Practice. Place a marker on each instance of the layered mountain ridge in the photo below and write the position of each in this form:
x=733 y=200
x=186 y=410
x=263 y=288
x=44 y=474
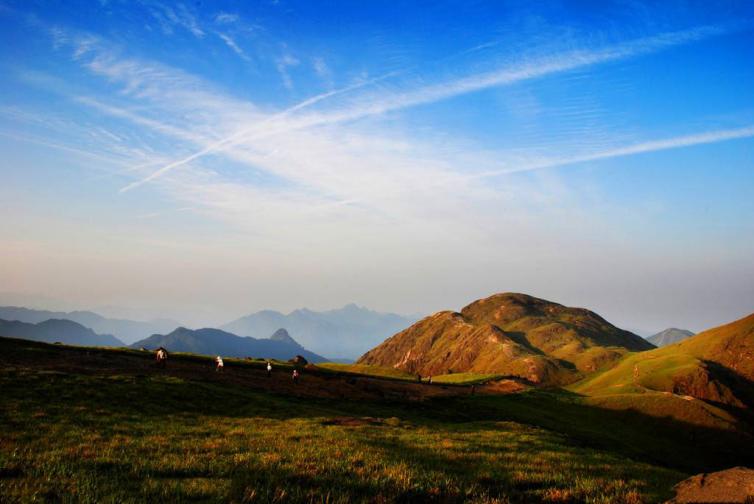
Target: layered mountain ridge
x=57 y=331
x=216 y=342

════════

> _Task details_:
Can you rewrite every line of the records above, requests included, with each x and y coordinate in the answers multiplied by 0.25 and rounded to a whole number, halves rounded up? Leave the coordinates in the requests and their format samples unchanged, and leave the pictures out of your answer.

> _In response_:
Practice. Place a marker on each instance of the layered mountain ridge in the photo below and write the position of each in this form:
x=733 y=200
x=186 y=410
x=263 y=288
x=44 y=474
Target: layered mountain ridge
x=14 y=83
x=54 y=86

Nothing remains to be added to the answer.